Exercise objective =>
Please say how many lines in the records below contain the word "wheat". Give the number and nothing more.

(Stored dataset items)
====

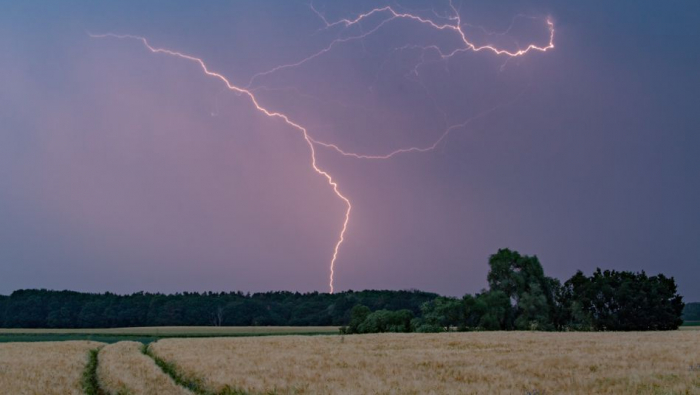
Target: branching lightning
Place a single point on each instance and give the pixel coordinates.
(454, 26)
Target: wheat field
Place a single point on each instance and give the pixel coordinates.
(123, 369)
(43, 368)
(454, 363)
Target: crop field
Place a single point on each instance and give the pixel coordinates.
(447, 363)
(43, 368)
(149, 334)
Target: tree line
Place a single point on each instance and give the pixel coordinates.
(519, 297)
(69, 309)
(522, 297)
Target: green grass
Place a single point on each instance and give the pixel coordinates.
(149, 334)
(89, 380)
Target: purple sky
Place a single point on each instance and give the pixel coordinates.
(124, 170)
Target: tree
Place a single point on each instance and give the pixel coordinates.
(624, 301)
(532, 294)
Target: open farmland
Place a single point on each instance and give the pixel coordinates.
(43, 368)
(149, 334)
(446, 363)
(123, 369)
(458, 363)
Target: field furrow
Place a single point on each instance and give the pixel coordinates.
(123, 369)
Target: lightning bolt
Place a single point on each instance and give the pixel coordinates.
(269, 113)
(454, 26)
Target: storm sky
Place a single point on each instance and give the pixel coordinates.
(123, 170)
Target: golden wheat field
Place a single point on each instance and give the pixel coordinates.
(180, 331)
(43, 368)
(455, 363)
(123, 369)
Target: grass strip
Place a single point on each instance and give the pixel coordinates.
(89, 381)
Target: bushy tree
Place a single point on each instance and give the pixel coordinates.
(533, 295)
(624, 301)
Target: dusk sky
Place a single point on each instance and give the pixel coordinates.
(124, 170)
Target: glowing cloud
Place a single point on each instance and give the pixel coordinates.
(454, 26)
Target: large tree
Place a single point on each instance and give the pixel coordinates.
(532, 294)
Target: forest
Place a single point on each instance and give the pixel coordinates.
(519, 297)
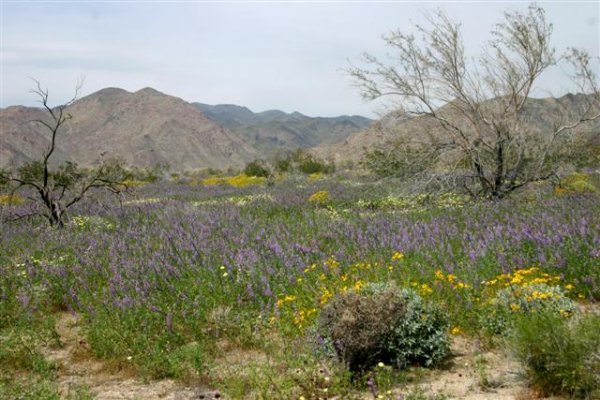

====

Your response =>
2